■ ЗАДАЧА
Воспроизведите слово в слово кусок текста о Вагнере: начните со слов «Он с жаром собирал» и остановитесь после слов «величия его сочинений.».

■ ФРАГМЕНТ ТЕКСТА
_ _ _

Он с жаром собирал информацию о главных эпизодах из жизни Вагнера, рассказ о которых я в свое время услышу. Он описывал плавание Вагнера вместе с молодой женой в шторм через пролив Скагеррак, после чего ему пришел в голову замысел «Летучего голландца». Я слушал о безрассудно смелом бегстве молодого революционера Вагнера, о годах, когда он не был признан, о ссылке. Вместе с моим другом я восторгался Людвигом II, покровителем искусств, который сопровождал Вагнера в его последнем морском путешествии в Венецию. И не то чтобы Адольф отказывался признавать человеческие слабости Рихарда Вагнера, его расточительство и так далее, но он прощал его ввиду бессмертного величия его сочинений.
В то время Вагнер уже более двадцати лет как умер, но борьба за то, чтобы его произведения получили всеобщее признание, была в полном разгаре. Сейчас трудно представить себе те страсти, которые порождали эти дебаты среди любящей музыку молодежи того времени. Для нас существовали только две категории людей: друзья и враги Рихарда Вагнера. Современные споры о музыке такие пресные и вызывают только улыбку. Но в то время не было ни радио, ни телевидения, ни кино или записывающего оборудования, а были только театры, и то, что показывали в них, было чрезвычайно важным. Всякий раз, когда ставился какой-нибудь спектакль, мы воодушевлялись, как те герои на самой сцене. Мы искали больше средств, чтобы выразить нашу необузданную страсть и восторг, и в дирижере Августе Гёллерихе, который работал под руководством Вагнера, мы нашли не только достойного интерпретатора музыки великого маэстро, но и умудренного опытом хранителя его наследия. В наших глазах он был хранителем Грааля.

_ _ _

■ ИСХОДНЫЕ ДАННЫЕ
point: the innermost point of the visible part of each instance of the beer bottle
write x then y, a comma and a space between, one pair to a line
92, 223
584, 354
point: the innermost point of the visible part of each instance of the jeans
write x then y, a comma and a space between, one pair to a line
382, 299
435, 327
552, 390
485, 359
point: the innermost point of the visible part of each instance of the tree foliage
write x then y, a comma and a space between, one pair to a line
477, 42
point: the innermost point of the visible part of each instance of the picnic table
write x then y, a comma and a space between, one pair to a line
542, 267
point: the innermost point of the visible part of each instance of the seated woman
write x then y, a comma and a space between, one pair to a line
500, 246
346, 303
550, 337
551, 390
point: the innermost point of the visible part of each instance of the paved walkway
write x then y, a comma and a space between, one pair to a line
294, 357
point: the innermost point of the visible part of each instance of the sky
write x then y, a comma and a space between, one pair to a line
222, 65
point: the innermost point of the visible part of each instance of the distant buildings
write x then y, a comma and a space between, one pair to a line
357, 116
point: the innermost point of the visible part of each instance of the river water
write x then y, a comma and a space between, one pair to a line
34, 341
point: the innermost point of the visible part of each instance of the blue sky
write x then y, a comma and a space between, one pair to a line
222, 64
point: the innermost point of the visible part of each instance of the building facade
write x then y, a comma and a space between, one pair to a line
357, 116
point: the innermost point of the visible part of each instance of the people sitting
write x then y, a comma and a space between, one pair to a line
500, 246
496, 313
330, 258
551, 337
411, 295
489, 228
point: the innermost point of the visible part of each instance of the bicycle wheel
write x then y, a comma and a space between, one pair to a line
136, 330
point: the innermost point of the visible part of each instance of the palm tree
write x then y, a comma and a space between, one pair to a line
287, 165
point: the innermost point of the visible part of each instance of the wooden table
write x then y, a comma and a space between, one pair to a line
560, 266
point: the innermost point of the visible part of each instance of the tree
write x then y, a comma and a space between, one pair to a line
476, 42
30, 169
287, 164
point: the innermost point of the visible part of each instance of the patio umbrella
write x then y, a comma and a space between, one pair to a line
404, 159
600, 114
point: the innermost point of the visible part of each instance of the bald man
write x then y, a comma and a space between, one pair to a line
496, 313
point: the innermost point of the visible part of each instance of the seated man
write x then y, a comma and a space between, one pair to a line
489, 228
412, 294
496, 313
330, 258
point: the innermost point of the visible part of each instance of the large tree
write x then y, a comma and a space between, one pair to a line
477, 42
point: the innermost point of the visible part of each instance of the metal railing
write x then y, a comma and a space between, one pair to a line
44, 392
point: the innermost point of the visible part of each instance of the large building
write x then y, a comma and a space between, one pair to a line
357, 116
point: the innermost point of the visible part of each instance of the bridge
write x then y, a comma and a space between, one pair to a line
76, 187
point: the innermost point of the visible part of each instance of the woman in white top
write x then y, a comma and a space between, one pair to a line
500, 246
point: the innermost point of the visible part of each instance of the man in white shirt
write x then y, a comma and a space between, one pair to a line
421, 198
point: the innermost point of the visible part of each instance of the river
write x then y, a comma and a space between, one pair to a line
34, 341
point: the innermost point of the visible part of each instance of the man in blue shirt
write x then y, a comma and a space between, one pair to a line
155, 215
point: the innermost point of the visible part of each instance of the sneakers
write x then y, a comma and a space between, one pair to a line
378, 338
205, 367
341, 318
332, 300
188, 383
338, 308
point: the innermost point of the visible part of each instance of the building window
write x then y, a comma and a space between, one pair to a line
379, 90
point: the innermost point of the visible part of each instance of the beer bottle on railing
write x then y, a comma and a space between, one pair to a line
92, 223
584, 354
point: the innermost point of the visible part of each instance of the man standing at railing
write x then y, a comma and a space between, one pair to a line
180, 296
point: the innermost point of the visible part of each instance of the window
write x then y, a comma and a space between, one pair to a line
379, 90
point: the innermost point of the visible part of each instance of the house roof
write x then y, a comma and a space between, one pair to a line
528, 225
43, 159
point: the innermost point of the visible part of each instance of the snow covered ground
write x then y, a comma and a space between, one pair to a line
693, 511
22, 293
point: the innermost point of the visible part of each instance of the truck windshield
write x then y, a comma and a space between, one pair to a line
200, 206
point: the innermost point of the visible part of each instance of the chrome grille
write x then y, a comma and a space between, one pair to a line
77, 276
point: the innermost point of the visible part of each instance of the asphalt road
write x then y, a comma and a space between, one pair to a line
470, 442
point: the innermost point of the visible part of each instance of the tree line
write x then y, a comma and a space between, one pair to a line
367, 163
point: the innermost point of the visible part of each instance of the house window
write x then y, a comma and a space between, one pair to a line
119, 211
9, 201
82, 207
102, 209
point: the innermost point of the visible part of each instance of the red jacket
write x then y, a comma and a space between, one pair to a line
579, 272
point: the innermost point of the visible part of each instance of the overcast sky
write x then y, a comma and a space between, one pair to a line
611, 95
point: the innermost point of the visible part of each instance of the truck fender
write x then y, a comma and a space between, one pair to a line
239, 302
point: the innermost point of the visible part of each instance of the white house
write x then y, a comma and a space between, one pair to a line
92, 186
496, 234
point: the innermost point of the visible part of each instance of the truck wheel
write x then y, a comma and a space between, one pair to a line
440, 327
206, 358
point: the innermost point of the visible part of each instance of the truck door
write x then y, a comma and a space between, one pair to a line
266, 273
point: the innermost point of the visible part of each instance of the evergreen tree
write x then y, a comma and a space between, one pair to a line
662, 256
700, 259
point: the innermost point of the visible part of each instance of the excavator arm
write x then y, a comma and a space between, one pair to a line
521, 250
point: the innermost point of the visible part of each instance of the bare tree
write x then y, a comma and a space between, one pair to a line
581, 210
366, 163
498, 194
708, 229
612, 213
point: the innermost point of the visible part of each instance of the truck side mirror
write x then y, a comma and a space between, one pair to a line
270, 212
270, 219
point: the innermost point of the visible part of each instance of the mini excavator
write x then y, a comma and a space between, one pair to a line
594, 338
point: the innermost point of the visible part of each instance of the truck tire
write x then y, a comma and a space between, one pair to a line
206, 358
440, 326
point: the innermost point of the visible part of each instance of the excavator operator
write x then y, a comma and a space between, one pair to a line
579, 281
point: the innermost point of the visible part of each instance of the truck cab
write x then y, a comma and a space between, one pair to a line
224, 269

_ _ _

■ ГОТОВЫЙ РЕЗУЛЬТАТ
Он с жаром собирал информацию о главных эпизодах из жизни Вагнера, рассказ о которых я в свое время услышу. Он описывал плавание Вагнера вместе с молодой женой в шторм через пролив Скагеррак, после чего ему пришел в голову замысел «Летучего голландца». Я слушал о безрассудно смелом бегстве молодого революционера Вагнера, о годах, когда он не был признан, о ссылке. Вместе с моим другом я восторгался Людвигом II, покровителем искусств, который сопровождал Вагнера в его последнем морском путешествии в Венецию. И не то чтобы Адольф отказывался признавать человеческие слабости Рихарда Вагнера, его расточительство и так далее, но он прощал его ввиду бессмертного величия его сочинений.